## TRY IT:
The lines to return are the one containing "Please point out the bald" and all that follow it in the entries below, duplicated exactly and nothing else.

## EXERCISE MATERIAL:
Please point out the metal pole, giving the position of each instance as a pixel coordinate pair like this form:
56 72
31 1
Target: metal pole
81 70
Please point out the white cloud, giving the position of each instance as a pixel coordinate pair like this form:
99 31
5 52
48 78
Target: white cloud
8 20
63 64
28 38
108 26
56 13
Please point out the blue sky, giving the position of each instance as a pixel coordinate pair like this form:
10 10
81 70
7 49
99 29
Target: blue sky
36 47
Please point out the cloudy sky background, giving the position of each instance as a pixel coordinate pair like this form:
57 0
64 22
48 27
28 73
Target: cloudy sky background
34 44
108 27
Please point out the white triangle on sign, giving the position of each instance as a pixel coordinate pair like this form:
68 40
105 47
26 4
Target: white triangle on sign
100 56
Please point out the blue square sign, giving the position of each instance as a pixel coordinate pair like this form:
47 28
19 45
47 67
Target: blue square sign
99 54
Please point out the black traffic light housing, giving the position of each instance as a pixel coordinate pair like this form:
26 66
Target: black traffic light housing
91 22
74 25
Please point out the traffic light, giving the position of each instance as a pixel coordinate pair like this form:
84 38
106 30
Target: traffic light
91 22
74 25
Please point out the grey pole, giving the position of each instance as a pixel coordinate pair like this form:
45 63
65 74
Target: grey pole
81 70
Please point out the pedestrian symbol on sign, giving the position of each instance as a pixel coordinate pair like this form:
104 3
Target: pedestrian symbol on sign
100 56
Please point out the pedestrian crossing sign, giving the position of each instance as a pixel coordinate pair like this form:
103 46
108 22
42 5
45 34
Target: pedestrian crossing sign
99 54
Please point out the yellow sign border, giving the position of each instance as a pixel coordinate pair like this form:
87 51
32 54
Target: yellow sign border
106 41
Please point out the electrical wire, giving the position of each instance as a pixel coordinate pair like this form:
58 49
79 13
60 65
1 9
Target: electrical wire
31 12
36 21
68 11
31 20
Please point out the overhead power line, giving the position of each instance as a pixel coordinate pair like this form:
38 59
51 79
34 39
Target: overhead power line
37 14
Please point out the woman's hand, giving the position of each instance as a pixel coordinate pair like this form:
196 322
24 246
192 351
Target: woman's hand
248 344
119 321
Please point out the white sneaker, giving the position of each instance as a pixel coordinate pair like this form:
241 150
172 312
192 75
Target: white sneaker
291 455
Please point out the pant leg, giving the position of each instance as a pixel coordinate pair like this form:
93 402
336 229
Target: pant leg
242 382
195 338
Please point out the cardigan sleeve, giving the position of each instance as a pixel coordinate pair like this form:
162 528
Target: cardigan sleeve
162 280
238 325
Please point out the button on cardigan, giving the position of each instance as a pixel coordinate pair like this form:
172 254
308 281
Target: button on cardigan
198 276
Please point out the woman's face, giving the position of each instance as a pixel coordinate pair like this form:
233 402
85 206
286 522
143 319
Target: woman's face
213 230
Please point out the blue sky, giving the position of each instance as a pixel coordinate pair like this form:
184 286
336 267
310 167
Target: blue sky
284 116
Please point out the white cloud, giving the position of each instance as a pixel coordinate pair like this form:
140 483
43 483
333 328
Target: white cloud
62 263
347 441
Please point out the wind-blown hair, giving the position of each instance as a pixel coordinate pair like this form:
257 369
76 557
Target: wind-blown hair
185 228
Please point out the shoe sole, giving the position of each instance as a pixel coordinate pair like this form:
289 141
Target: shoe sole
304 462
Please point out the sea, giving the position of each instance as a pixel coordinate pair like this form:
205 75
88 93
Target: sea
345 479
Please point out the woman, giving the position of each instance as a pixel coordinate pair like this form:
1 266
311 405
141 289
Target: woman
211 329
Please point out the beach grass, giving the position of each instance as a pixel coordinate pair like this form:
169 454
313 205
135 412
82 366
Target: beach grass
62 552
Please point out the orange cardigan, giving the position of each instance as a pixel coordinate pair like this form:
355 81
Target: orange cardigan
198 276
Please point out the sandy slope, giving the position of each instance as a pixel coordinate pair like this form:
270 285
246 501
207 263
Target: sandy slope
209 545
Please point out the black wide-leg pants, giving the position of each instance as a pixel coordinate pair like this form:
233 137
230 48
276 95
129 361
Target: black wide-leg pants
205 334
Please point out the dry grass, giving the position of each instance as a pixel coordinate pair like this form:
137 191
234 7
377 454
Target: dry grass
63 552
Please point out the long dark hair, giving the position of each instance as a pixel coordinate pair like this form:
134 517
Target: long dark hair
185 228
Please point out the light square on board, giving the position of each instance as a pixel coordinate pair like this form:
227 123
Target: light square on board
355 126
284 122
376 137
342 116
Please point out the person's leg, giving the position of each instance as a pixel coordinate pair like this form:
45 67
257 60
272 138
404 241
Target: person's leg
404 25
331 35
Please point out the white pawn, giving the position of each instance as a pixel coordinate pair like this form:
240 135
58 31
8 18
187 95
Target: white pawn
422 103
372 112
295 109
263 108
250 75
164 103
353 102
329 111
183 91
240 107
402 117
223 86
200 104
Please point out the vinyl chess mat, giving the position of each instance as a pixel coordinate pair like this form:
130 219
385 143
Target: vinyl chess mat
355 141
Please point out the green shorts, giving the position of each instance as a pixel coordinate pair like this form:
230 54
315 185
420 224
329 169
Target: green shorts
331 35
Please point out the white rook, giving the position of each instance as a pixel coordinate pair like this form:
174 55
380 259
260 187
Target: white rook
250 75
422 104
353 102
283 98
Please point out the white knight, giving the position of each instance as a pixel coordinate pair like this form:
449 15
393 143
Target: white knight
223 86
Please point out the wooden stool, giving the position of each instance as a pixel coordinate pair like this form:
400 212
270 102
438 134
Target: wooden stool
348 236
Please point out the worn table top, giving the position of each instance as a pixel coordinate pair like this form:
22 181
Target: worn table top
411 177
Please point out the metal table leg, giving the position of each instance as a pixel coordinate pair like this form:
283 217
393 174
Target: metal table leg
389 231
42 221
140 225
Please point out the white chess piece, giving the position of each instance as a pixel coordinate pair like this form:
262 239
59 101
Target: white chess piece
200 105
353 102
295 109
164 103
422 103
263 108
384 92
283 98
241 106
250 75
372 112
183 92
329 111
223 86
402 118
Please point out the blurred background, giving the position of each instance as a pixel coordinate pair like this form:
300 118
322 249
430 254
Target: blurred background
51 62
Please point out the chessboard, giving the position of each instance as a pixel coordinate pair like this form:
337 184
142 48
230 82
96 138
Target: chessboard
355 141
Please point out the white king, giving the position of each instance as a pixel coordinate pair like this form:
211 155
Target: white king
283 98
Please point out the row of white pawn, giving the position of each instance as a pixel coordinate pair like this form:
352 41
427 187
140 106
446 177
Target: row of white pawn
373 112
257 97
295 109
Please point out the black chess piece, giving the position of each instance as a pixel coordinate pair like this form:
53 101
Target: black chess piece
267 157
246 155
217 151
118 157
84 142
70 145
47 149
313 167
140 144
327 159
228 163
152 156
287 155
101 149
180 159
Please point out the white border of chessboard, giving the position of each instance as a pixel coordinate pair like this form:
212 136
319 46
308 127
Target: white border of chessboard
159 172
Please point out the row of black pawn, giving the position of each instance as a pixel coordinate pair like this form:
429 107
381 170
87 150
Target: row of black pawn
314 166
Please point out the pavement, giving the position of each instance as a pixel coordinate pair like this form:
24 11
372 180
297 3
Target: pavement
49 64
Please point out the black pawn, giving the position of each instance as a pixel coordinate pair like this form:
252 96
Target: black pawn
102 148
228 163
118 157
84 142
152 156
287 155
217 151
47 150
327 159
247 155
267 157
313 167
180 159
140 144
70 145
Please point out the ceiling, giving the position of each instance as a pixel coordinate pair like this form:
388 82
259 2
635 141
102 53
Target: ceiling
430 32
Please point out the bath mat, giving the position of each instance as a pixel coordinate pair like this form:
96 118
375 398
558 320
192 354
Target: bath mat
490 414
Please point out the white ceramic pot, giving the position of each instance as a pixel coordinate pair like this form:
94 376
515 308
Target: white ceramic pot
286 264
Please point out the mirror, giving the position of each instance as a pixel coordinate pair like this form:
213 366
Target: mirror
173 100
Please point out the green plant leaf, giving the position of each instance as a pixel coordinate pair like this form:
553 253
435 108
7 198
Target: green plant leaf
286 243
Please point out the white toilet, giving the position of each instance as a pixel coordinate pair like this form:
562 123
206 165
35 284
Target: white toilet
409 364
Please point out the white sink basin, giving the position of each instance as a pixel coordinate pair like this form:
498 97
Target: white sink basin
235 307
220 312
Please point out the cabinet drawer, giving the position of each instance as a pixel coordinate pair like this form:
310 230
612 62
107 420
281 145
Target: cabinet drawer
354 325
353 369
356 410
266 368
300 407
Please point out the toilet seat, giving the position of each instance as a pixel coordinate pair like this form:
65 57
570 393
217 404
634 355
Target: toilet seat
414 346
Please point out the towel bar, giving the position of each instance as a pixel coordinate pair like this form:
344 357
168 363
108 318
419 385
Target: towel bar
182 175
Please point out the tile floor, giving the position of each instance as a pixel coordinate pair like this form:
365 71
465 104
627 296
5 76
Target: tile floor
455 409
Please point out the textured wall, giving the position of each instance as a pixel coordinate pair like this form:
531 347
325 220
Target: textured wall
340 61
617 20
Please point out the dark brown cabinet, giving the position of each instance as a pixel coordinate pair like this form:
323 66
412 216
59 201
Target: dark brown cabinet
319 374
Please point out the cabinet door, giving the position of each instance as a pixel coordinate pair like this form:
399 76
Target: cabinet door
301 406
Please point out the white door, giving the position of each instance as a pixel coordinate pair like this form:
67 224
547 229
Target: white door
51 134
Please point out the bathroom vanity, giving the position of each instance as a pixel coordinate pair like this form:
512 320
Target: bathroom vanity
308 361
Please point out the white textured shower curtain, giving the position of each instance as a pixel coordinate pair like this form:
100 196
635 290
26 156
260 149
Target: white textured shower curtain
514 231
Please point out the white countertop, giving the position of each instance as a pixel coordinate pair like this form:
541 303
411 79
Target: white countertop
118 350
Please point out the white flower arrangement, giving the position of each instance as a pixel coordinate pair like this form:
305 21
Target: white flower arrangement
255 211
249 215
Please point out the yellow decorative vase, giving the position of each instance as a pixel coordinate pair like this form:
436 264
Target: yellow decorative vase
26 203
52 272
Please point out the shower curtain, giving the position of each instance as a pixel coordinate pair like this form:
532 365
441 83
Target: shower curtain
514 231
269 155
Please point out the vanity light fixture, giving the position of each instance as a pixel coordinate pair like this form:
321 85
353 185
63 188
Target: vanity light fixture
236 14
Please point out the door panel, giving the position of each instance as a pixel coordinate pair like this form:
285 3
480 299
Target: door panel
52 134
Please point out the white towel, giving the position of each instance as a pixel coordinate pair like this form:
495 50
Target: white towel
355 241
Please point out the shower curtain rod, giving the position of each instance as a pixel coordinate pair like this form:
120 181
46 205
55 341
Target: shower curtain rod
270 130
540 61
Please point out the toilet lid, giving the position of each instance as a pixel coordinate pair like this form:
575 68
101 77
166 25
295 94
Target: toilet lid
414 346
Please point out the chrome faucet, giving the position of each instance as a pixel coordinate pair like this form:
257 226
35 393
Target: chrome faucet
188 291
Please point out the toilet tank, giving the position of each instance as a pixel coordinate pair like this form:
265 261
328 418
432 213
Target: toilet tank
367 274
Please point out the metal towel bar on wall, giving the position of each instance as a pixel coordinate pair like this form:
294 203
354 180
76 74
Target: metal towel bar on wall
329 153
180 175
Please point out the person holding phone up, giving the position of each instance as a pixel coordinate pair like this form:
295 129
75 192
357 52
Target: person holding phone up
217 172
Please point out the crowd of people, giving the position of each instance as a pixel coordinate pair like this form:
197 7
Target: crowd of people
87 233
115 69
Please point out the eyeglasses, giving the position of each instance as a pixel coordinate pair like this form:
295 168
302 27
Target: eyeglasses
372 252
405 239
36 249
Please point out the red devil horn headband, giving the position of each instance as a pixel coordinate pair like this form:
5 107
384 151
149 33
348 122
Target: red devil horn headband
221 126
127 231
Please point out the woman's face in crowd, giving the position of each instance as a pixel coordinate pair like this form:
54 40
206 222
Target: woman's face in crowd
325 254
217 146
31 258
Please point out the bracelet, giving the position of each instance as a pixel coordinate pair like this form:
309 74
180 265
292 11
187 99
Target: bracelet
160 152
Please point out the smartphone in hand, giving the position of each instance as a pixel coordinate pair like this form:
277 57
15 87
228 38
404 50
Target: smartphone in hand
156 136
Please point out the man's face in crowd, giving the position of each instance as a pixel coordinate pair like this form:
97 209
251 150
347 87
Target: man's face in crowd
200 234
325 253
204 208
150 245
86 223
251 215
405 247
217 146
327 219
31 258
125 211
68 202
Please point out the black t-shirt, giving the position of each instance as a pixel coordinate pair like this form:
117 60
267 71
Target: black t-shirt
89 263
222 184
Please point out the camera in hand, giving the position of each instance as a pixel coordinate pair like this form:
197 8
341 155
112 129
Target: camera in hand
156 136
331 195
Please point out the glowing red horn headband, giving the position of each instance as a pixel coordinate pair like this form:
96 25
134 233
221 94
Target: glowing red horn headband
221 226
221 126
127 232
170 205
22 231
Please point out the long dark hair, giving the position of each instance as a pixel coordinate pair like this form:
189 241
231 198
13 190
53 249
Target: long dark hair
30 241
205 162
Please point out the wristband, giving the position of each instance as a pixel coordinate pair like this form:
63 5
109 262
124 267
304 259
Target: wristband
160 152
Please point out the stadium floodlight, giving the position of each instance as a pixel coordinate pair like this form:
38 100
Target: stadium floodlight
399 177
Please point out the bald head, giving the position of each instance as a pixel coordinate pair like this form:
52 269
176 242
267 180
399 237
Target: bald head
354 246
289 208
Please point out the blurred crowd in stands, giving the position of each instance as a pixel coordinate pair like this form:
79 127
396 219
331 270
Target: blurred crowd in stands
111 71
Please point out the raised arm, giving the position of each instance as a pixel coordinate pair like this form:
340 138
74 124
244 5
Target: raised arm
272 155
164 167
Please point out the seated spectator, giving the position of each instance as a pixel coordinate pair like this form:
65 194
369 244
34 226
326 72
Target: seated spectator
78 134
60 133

## RESPONSE AREA:
Please point out the bald head, giving the position of each instance as a pixel coordinate pair like this form:
52 269
176 242
267 180
399 237
Target: bald head
354 246
289 208
Please point out the blurred crowd in stands, giving the position of each instance as a pixel coordinate pair like this form:
79 127
396 219
331 270
Target: blurred crowd in stands
111 71
Please point out the raised arm, giving the position of each instance as a pixel coordinate pair like this form:
340 138
74 124
244 5
Target: raised arm
272 155
164 167
Please point out the seated spectator, giving the position of each instance as a pixel coordinate pair like this form:
65 194
369 244
34 226
326 72
Target: seated spectator
78 134
60 133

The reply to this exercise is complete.